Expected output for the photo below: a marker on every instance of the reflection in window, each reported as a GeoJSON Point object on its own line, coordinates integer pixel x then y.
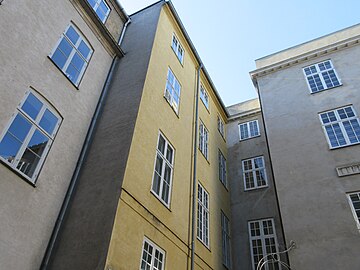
{"type": "Point", "coordinates": [30, 133]}
{"type": "Point", "coordinates": [72, 54]}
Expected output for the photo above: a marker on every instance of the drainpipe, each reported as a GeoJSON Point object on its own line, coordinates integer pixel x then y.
{"type": "Point", "coordinates": [194, 170]}
{"type": "Point", "coordinates": [83, 154]}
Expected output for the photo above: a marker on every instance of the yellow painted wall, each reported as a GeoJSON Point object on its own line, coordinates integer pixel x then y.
{"type": "Point", "coordinates": [140, 214]}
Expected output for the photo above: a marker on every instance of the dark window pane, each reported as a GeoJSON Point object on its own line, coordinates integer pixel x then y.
{"type": "Point", "coordinates": [59, 58]}
{"type": "Point", "coordinates": [32, 106]}
{"type": "Point", "coordinates": [72, 35]}
{"type": "Point", "coordinates": [9, 146]}
{"type": "Point", "coordinates": [20, 127]}
{"type": "Point", "coordinates": [48, 121]}
{"type": "Point", "coordinates": [65, 47]}
{"type": "Point", "coordinates": [72, 73]}
{"type": "Point", "coordinates": [38, 143]}
{"type": "Point", "coordinates": [84, 49]}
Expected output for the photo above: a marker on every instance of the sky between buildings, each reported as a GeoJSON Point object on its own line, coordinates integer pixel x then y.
{"type": "Point", "coordinates": [230, 35]}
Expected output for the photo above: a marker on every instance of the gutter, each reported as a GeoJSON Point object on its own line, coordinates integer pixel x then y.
{"type": "Point", "coordinates": [83, 154]}
{"type": "Point", "coordinates": [193, 217]}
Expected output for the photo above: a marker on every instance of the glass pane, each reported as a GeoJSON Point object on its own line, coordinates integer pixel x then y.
{"type": "Point", "coordinates": [59, 58]}
{"type": "Point", "coordinates": [48, 121]}
{"type": "Point", "coordinates": [28, 163]}
{"type": "Point", "coordinates": [65, 47]}
{"type": "Point", "coordinates": [72, 73]}
{"type": "Point", "coordinates": [77, 62]}
{"type": "Point", "coordinates": [84, 49]}
{"type": "Point", "coordinates": [161, 145]}
{"type": "Point", "coordinates": [9, 146]}
{"type": "Point", "coordinates": [72, 35]}
{"type": "Point", "coordinates": [20, 127]}
{"type": "Point", "coordinates": [38, 143]}
{"type": "Point", "coordinates": [32, 106]}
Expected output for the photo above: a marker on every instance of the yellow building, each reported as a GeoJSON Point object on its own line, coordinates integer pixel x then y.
{"type": "Point", "coordinates": [153, 191]}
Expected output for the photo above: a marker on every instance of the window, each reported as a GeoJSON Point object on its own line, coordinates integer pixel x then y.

== Aim of the exercise ==
Could you write out the records again, starting with the line containing "the sky between" and going on through the end of the records, swapping "glass pane" for "window glass" and leaving everything else unchanged?

== Final result ==
Expected output for the photo above: a marker on every instance of the sky between buildings, each reported as a GeoJSON Point object on its own line, coordinates integer pixel x then y.
{"type": "Point", "coordinates": [230, 35]}
Expected output for the photo above: a marker on every instance of the gutter, each reported as a GeoJSON Point object on its own line, coordinates integer pixel x then y.
{"type": "Point", "coordinates": [83, 154]}
{"type": "Point", "coordinates": [193, 217]}
Expected output for the photo above: a marker on every instance of the window glass, each reported as a GeoJSON Point object on its own line, coordinates integer pixel x then y.
{"type": "Point", "coordinates": [59, 58]}
{"type": "Point", "coordinates": [48, 121]}
{"type": "Point", "coordinates": [28, 163]}
{"type": "Point", "coordinates": [65, 47]}
{"type": "Point", "coordinates": [72, 73]}
{"type": "Point", "coordinates": [77, 62]}
{"type": "Point", "coordinates": [84, 49]}
{"type": "Point", "coordinates": [161, 145]}
{"type": "Point", "coordinates": [9, 146]}
{"type": "Point", "coordinates": [72, 35]}
{"type": "Point", "coordinates": [20, 127]}
{"type": "Point", "coordinates": [38, 143]}
{"type": "Point", "coordinates": [32, 106]}
Expected output for the photo above: a marker on every instance of the yellow building, each reported as a GeoJSON Point object on its own line, coordinates integer pixel x then y.
{"type": "Point", "coordinates": [153, 191]}
Expected output for the photo above: a marker on every instance of the window, each reported as a GeoJSON Point object on its own line, coordinates integer pixel x then y.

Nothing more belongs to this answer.